**Action item:**
Retype the entries in full.

**Extracted material:**

━━━━━━━━━━━━━━━━━━━━

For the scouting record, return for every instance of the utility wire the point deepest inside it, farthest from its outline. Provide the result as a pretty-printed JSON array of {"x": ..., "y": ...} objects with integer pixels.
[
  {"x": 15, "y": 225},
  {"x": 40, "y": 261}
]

━━━━━━━━━━━━━━━━━━━━

**Exercise answer:**
For the scouting record, return for every instance of the utility wire the point deepest inside it, farthest from its outline. Provide the result as a pretty-printed JSON array of {"x": ..., "y": ...} objects with integer pixels.
[
  {"x": 15, "y": 225},
  {"x": 40, "y": 261}
]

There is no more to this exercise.